··· TEXT EXCERPT ···
I received a copy of They/Them/Their from the publisher via Netgalley in exchange for an honest review.
They/Them/Their by Eris Young is a nonfiction guide to nonbinary and genderqueer identities. On the nonfiction accessibility scale from pop-nonfiction to academic works, this is definitely closer to the academic end; it is written for the layperson rather than the academic audience, but it does tend toward the denser side of things. That is not a criticism, mind; I personally found They/Them/Their to be a nice mix of in-depth information combined with a clear and concise writing style, but I can see being thrown off if you were expecting something lighter.
They/Them/Their is broken up into seven main sections, plus a thorough introduction: language, history from a global perspective, community, wider society, mental health, medicine, and the law.
I personally was most interested in the language, history, and community sections; I have an unabashed fascination for linguistics, grammar and the politics of grammar, foreign languages, and the like. Learning a language with a grammatical gender was actually one of the catalysts of my gender-questioning journey and I loved reading about how nonbinary people are trying to carve out a place for themselves in heavily gendered languages.
The medical and legal sections, while interesting, suffered a bit in my opinion because they were necessarily limited to a particular context (the current UK medical and legal system). I think perhaps that’s a spot where the more academic nature of the work was a hindrance, since it focused on one country at one point in time, making those sections the most likely to quickly become outdated.
It might have been better to take more of a general, survey view of those sections and give a broad overview of nonbinary medical and legal status around the world, or even take a thought-exercise approach and look at what would be ideal for nonbinary people in terms of medical treatment and legal recognition and what would need to be done to create such an ideal.
That’s a minor quibble, though, and I’m sure if I were a UK resident I would’ve found them more relevant. Overall, I thought They/Them/Their did a great job of combining a wide-ranging, accessible introduction to nonbinary identities with a more in-depth analysis of certain aspects.
··· INPUT DATA ···
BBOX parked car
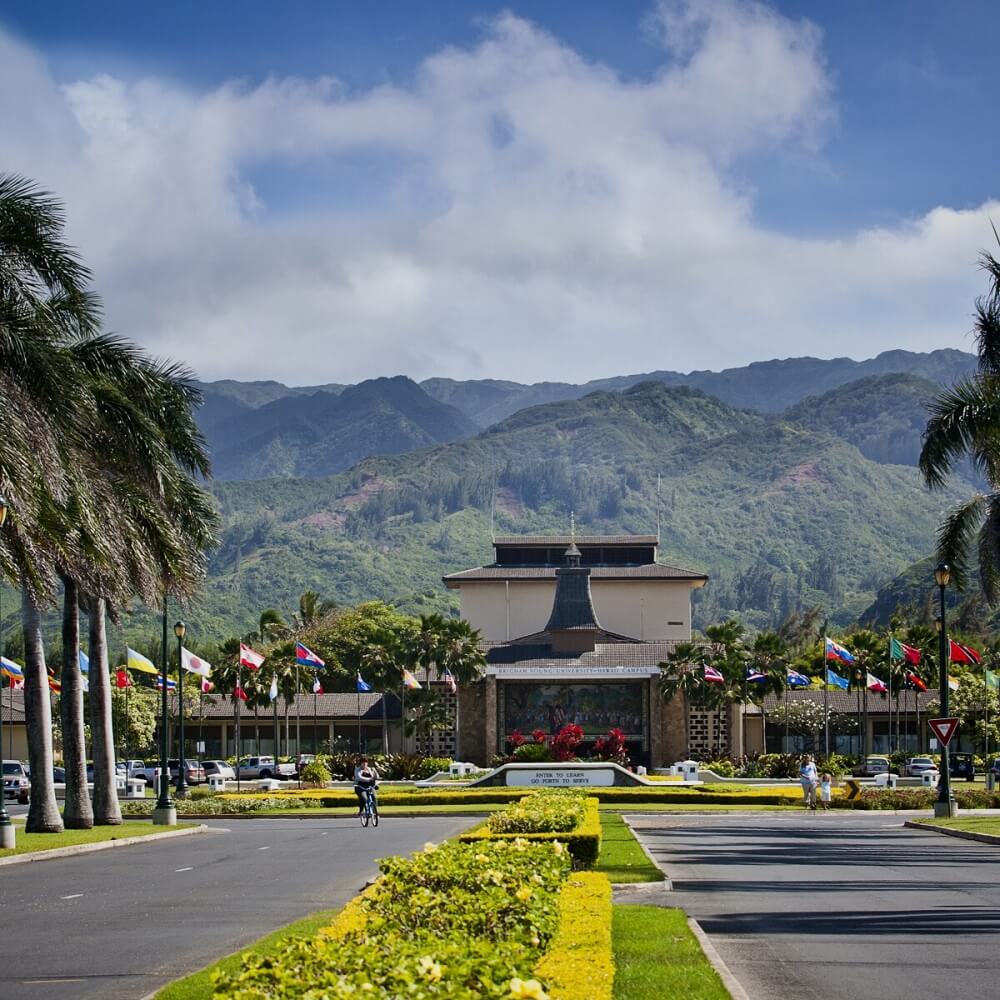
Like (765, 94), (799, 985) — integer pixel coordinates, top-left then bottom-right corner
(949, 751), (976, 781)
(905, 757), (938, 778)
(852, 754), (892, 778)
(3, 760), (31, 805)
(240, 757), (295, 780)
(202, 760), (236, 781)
···
··· INPUT DATA ···
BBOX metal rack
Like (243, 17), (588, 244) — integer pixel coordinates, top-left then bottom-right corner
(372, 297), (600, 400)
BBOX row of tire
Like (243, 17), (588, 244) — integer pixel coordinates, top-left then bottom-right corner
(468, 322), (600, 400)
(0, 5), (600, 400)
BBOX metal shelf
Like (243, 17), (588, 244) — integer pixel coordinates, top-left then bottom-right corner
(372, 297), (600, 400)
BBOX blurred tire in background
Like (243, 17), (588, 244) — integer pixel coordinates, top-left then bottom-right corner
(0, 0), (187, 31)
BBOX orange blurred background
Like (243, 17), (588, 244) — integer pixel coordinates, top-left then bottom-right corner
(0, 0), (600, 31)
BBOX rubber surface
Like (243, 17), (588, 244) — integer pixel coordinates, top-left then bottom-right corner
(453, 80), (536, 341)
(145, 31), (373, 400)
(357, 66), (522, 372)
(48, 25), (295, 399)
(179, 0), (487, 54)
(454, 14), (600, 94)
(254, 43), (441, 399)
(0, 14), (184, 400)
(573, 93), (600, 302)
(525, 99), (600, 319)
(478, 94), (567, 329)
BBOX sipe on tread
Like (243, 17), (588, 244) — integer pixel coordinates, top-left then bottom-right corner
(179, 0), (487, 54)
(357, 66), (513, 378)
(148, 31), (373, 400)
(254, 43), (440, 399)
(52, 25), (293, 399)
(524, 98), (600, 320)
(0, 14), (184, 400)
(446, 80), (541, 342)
···
··· INPUT DATA ···
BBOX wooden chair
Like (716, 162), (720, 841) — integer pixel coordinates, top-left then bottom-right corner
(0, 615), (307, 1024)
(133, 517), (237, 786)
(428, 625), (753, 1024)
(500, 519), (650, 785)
···
### WORK TO COMPLETE
Rewrite the book review from "They/Them/Their by Eris" up to and including "and the law.", changing "layperson" to "general reader". The data has no connection to the book review.

### OUTPUT BELOW
They/Them/Their by Eris Young is a nonfiction guide to nonbinary and genderqueer identities. On the nonfiction accessibility scale from pop-nonfiction to academic works, this is definitely closer to the academic end; it is written for the general reader rather than the academic audience, but it does tend toward the denser side of things. That is not a criticism, mind; I personally found They/Them/Their to be a nice mix of in-depth information combined with a clear and concise writing style, but I can see being thrown off if you were expecting something lighter.
They/Them/Their is broken up into seven main sections, plus a thorough introduction: language, history from a global perspective, community, wider society, mental health, medicine, and the law.